> **Set exercise**: Repeat all of the lines below word for word, omitting the pictures.

** START OF Extracted entries **

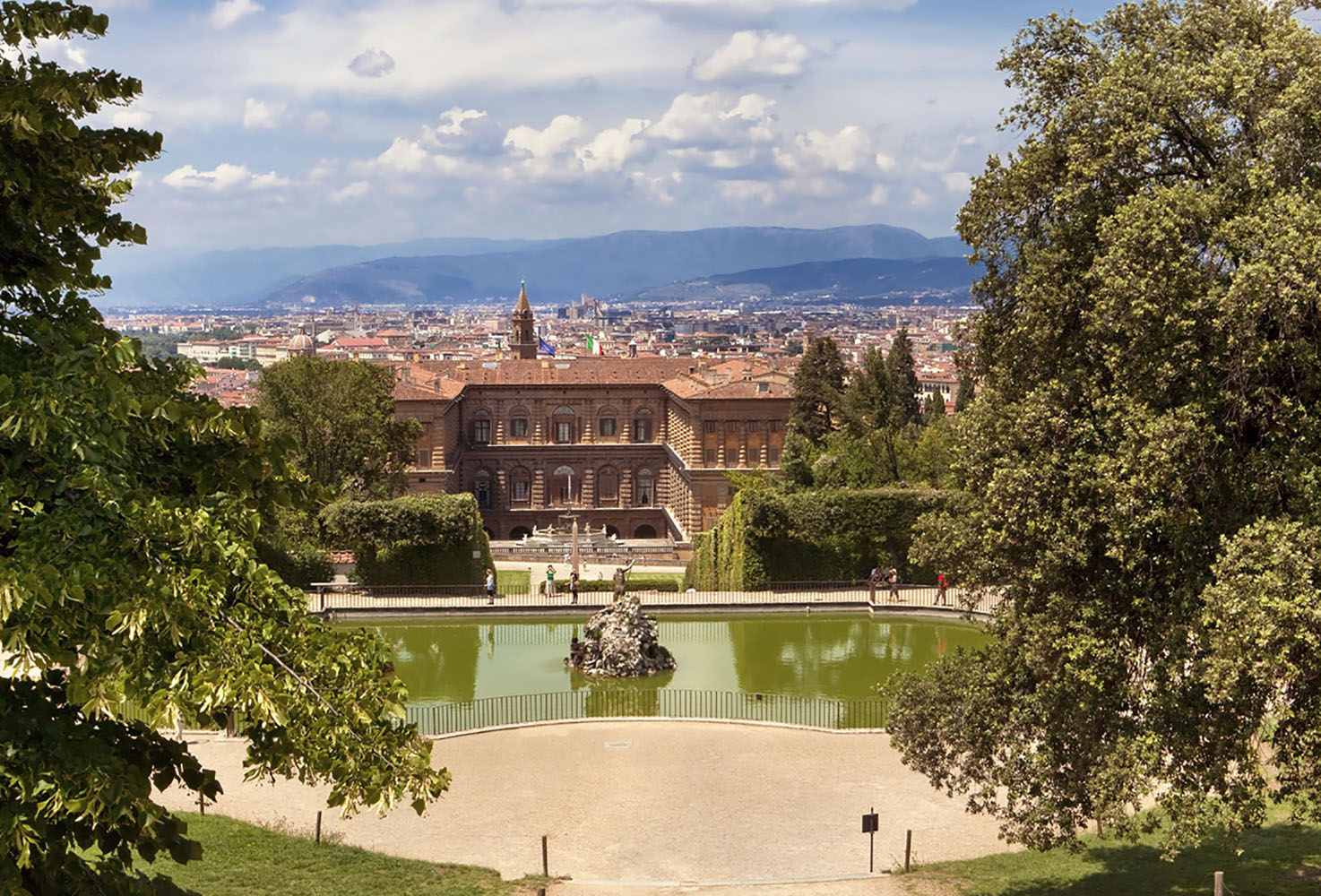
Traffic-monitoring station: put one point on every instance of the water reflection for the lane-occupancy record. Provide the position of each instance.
(835, 656)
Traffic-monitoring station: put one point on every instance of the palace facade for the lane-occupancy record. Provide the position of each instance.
(638, 445)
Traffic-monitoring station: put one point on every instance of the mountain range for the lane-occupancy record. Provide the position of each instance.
(454, 271)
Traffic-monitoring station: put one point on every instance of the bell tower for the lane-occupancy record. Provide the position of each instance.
(522, 340)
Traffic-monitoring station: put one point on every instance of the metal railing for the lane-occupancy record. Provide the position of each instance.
(861, 595)
(663, 703)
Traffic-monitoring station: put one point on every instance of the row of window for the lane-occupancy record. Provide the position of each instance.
(562, 430)
(712, 456)
(566, 487)
(730, 426)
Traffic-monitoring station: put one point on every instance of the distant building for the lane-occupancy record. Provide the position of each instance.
(640, 445)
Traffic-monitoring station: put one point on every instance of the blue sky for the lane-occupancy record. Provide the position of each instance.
(306, 122)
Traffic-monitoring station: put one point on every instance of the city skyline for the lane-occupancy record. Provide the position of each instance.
(292, 123)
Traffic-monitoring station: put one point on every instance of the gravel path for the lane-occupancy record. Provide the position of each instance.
(650, 807)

** END OF Extracted entries **

> **Written reply**:
Traffic-monitoring station: put one point on every instance of the water reflection for the lane-occupancy record. Provide the position of each instance.
(835, 656)
Traffic-monitoring station: put one point on every instance of the palace facade for the lane-occupancy record. Provide the position of each instance.
(638, 445)
Traffic-monitoring station: put one point on every instance of the mountain range for the lane-occupancy record. Provide the position of each instance.
(454, 271)
Traffic-monitoring station: put one point on every instance of the bell tower for the lane-occupancy record. Provide the position of each instance.
(522, 340)
Traffic-monitoring station: put one point on every instance of the metal railing for the lane-occupancy record. Provide the position of each instance.
(861, 595)
(663, 703)
Traffic-monitoring station: put one point on every instance of the row of window for the lane-occupancy record. Provide the position of each instance.
(562, 430)
(712, 456)
(566, 487)
(730, 426)
Traffic-monitoring station: put one point on every instance of the distant building for the lane-occupancy record. Provide the position of each instance.
(640, 445)
Traffic-monitoring station: put one point on every instance of the blue sky for the lane-occupancy record. Provide the position of each instance.
(306, 122)
Traffic-monitoring station: put one point on every instance of the city skyline for the lane-occupancy record. Provide the position of each instance.
(292, 123)
Traffic-monitoring station: put one point on every instance of the gravel path for the lane-occupancy record. Provide the position of each instance.
(650, 807)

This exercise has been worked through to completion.